### Parts of the exercise
(1) In the article on Lehi's seniors, what is Corinne Mayberry's position?
(2) List every action named in the sentence of the article on Lehi's seniors that begins "Please take a few moments."

### Extract

Regarding the senior population in Lehi, Corinne Mayberry, the program director at the Lehi Senior Center, said, “They are struggling. The seniors (like everyone) have had to adapt to new things if they want to stay social and stay connected. Online platforms like Zoom and video chats have been nice, but only if they can learn how to use them. Not everyone in that generation is tech-savvy. It has been a challenge for most. Many have succeeded and are doing their best while others just get frustrated and give up.”

What can we do? How can we show them how much we care?

Our suggestion is to remember them. Just visit your elderly friends or even older acquaintances. Please take a few moments to call, drop by their home, text, or even write a letter or note. Another idea? Share your copy of the Lehi Free Press with them. They might be pleased to read about the events, people and news in their city.

“I am concerned about them,” said Mayberry. “We are concerned about the mental and emotional impact of isolation on the youth, but we should also be concerned for the seniors. Getting old is hard, lonely, and frustrating already. Adding restrictions is making it harder. Seniors are in the “high-risk” group, and I want to protect them, but I am concerned for their welfare — emotionally, mentally, and physically. They need interaction.”

According to the National Institute on Aging, “Research has linked social isolation and loneliness to higher risks for a variety of physical and mental conditions: high blood pressure, heart disease, obesity, a weakened immune system, anxiety, depression, cognitive decline, Alzheimer’s disease, and even death.”

My mother, Betty Fowler, was notorious for being friendly and reaching out to others. She was a great example that way. Can’t we all be a little more like Betty? The good news is that making a difference in our senior friends’ lives is not hard, and it doesn’t take skill. We can all pick up the phone (we’ve all become good at that). We can reach outside our home, smile, and share a moment or two with our senior friends, even from six feet away.

(Excerpts from a dataset)
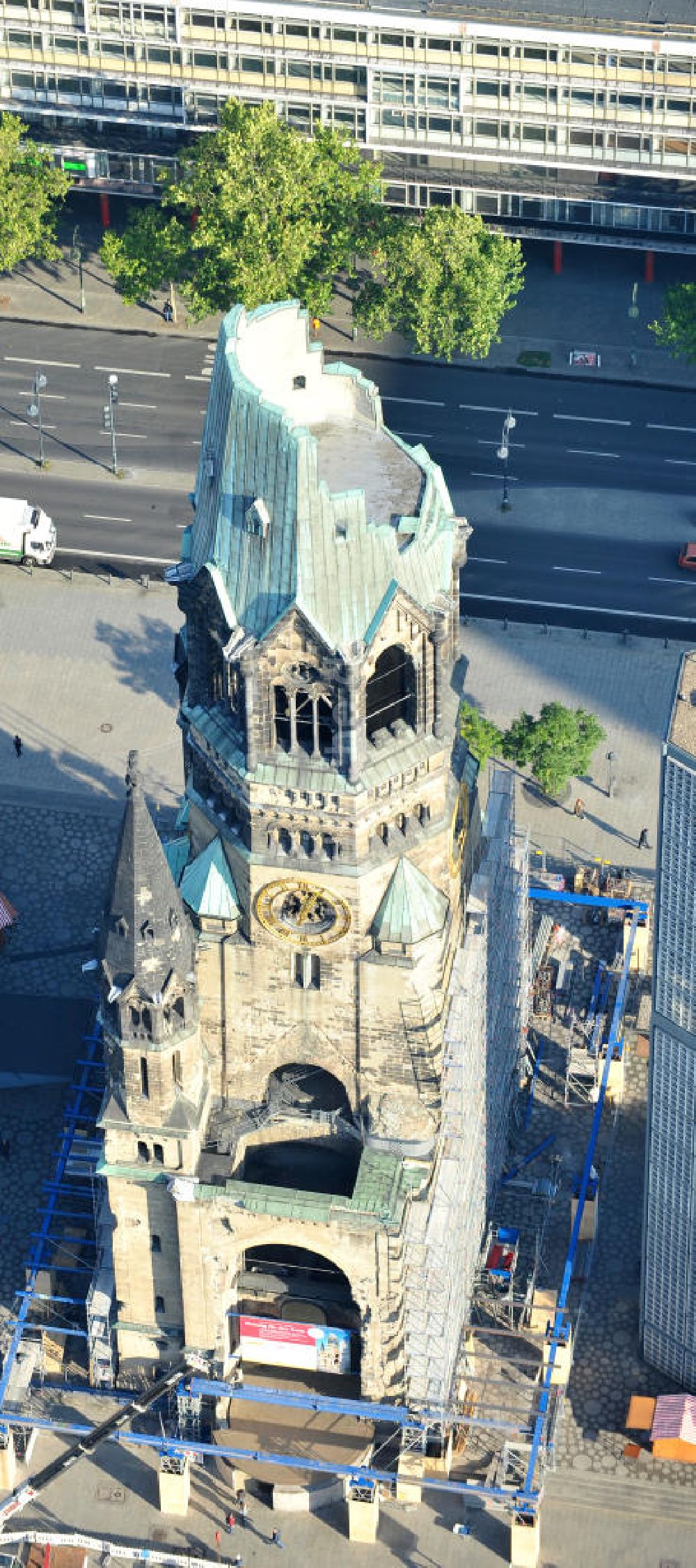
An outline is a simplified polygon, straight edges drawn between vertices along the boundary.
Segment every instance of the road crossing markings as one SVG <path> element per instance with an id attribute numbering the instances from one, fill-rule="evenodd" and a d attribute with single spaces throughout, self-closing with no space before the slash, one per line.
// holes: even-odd
<path id="1" fill-rule="evenodd" d="M 63 546 L 58 555 L 88 555 L 92 560 L 103 560 L 103 550 L 72 550 Z M 174 566 L 171 555 L 116 555 L 114 550 L 108 552 L 110 561 L 138 561 L 141 566 Z"/>
<path id="2" fill-rule="evenodd" d="M 31 359 L 25 359 L 20 354 L 5 354 L 8 365 L 36 365 L 38 370 L 82 370 L 82 365 L 75 365 L 71 359 L 41 359 L 39 354 L 33 354 Z M 99 370 L 99 365 L 97 365 Z"/>
<path id="3" fill-rule="evenodd" d="M 472 414 L 509 414 L 508 408 L 492 408 L 491 403 L 459 403 L 459 408 L 467 408 Z M 525 419 L 539 419 L 538 408 L 514 408 L 513 414 L 524 414 Z"/>

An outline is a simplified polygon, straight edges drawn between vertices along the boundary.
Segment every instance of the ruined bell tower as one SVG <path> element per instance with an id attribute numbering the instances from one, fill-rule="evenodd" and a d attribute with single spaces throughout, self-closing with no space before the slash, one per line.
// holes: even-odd
<path id="1" fill-rule="evenodd" d="M 187 798 L 161 851 L 132 784 L 102 958 L 119 1355 L 224 1369 L 240 1323 L 310 1322 L 401 1396 L 461 941 L 469 528 L 296 304 L 223 321 L 193 502 Z"/>

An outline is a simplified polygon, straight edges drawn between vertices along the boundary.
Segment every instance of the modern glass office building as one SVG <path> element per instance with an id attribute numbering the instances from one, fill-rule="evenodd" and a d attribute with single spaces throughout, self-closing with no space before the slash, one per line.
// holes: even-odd
<path id="1" fill-rule="evenodd" d="M 696 234 L 691 0 L 0 0 L 0 103 L 77 183 L 154 185 L 227 97 L 379 157 L 401 207 L 679 249 Z"/>

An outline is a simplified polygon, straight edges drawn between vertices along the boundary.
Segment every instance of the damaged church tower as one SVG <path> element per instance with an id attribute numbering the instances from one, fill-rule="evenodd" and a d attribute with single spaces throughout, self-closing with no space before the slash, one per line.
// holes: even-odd
<path id="1" fill-rule="evenodd" d="M 318 1367 L 404 1397 L 475 778 L 451 690 L 469 528 L 307 339 L 296 304 L 219 331 L 171 574 L 165 847 L 130 768 L 102 942 L 116 1338 L 125 1367 L 187 1345 L 226 1372 L 240 1347 L 273 1361 L 263 1325 L 312 1325 Z"/>

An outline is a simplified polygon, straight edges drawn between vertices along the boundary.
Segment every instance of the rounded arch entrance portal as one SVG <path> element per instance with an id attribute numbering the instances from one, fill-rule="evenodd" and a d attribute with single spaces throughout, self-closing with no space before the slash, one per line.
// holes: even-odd
<path id="1" fill-rule="evenodd" d="M 367 739 L 378 729 L 390 729 L 401 721 L 415 729 L 415 665 L 400 643 L 386 648 L 365 688 Z"/>

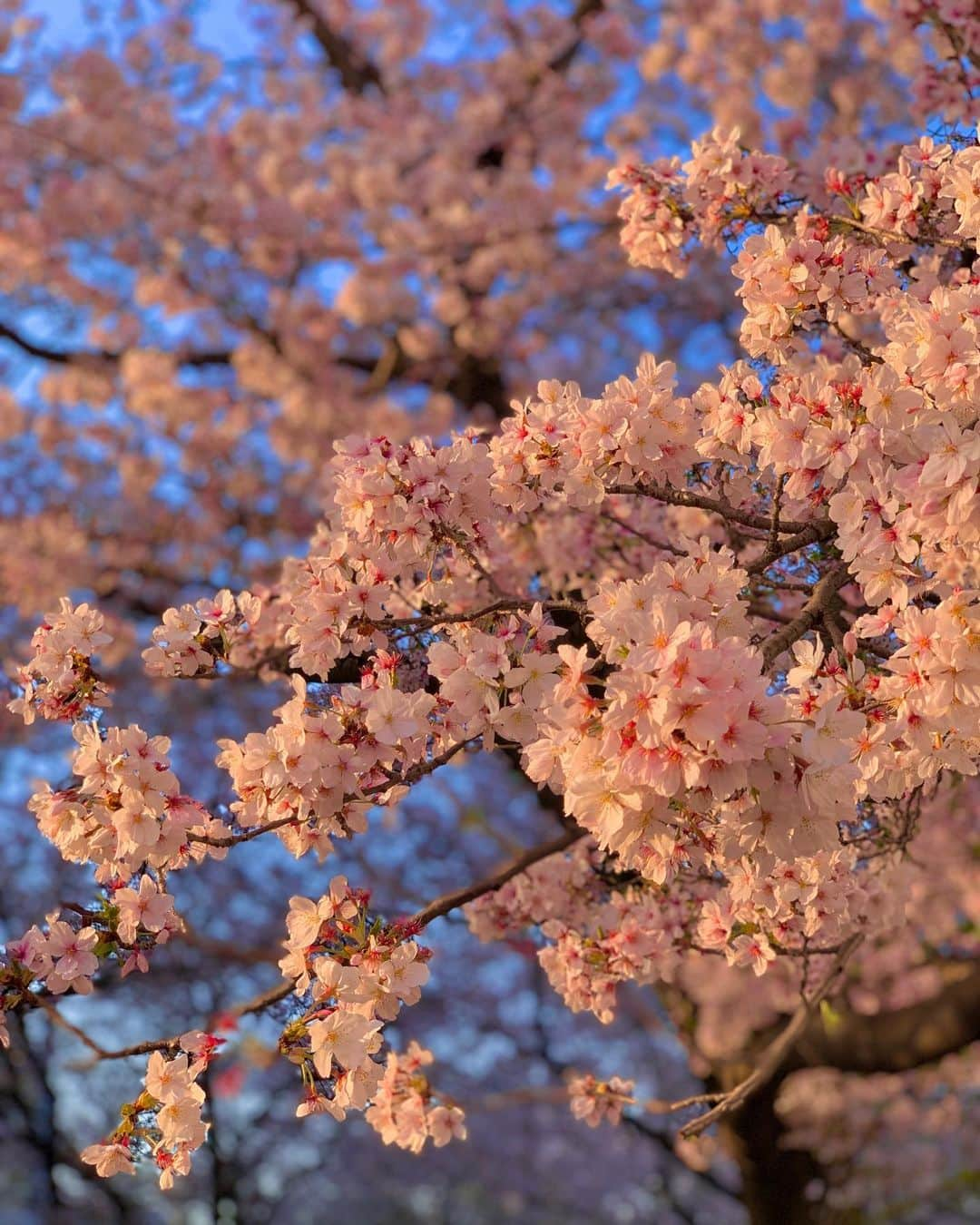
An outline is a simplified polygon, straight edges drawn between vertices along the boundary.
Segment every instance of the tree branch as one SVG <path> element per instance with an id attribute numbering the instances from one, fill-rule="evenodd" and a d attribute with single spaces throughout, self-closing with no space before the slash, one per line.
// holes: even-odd
<path id="1" fill-rule="evenodd" d="M 494 889 L 499 889 L 502 884 L 506 884 L 511 877 L 518 876 L 526 869 L 530 867 L 532 864 L 537 864 L 538 860 L 541 859 L 548 859 L 549 855 L 557 855 L 559 851 L 566 850 L 573 843 L 577 843 L 584 837 L 584 829 L 578 829 L 577 827 L 566 829 L 564 834 L 560 834 L 551 842 L 541 843 L 538 846 L 532 846 L 530 850 L 526 850 L 523 855 L 518 855 L 517 859 L 511 860 L 510 864 L 500 869 L 500 871 L 495 872 L 492 876 L 488 876 L 483 881 L 478 881 L 475 884 L 468 884 L 463 889 L 454 889 L 452 893 L 443 893 L 441 898 L 436 898 L 435 902 L 430 902 L 428 907 L 414 914 L 410 921 L 413 924 L 418 924 L 420 927 L 424 927 L 434 919 L 439 919 L 441 915 L 447 915 L 451 910 L 456 910 L 457 907 L 466 905 L 475 898 L 481 898 L 484 893 L 492 893 Z"/>
<path id="2" fill-rule="evenodd" d="M 829 609 L 837 593 L 849 581 L 850 572 L 844 562 L 839 562 L 832 570 L 827 571 L 813 588 L 813 594 L 789 625 L 784 626 L 777 633 L 769 635 L 763 642 L 762 658 L 766 669 L 769 669 L 784 650 L 791 647 L 797 638 L 802 638 L 805 633 L 812 630 L 817 621 L 822 620 L 823 614 Z"/>
<path id="3" fill-rule="evenodd" d="M 864 933 L 855 932 L 855 935 L 853 935 L 849 940 L 844 941 L 840 952 L 834 958 L 833 965 L 827 973 L 827 978 L 817 987 L 812 996 L 802 1001 L 783 1033 L 766 1047 L 755 1069 L 742 1082 L 736 1084 L 734 1089 L 729 1090 L 717 1106 L 712 1107 L 712 1110 L 709 1110 L 706 1115 L 702 1115 L 699 1118 L 695 1118 L 692 1122 L 686 1123 L 680 1132 L 682 1137 L 690 1139 L 692 1136 L 699 1136 L 703 1131 L 707 1131 L 712 1123 L 718 1122 L 719 1118 L 724 1118 L 725 1115 L 730 1115 L 733 1111 L 737 1110 L 742 1102 L 751 1098 L 753 1093 L 761 1089 L 775 1076 L 780 1065 L 796 1045 L 800 1035 L 810 1023 L 813 1008 L 821 1002 L 821 1000 L 824 1000 L 831 993 L 838 975 L 854 956 L 862 940 Z"/>
<path id="4" fill-rule="evenodd" d="M 285 0 L 300 18 L 310 24 L 310 33 L 320 44 L 320 49 L 332 67 L 341 75 L 341 85 L 349 93 L 364 93 L 369 86 L 375 86 L 385 93 L 381 71 L 349 38 L 338 33 L 317 11 L 310 0 Z"/>

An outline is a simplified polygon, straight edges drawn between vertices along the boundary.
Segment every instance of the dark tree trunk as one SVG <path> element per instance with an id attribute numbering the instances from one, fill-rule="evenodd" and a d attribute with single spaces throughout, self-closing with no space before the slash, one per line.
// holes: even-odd
<path id="1" fill-rule="evenodd" d="M 821 1178 L 812 1154 L 783 1147 L 786 1129 L 775 1112 L 783 1077 L 751 1096 L 723 1126 L 739 1165 L 742 1203 L 751 1225 L 824 1225 L 827 1216 L 806 1191 Z"/>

### Task-by-task solutions
(1) She is the program director at the Lehi Senior Center.

(2)
- Call
- Drop by their home
- Text
- Write a letter or note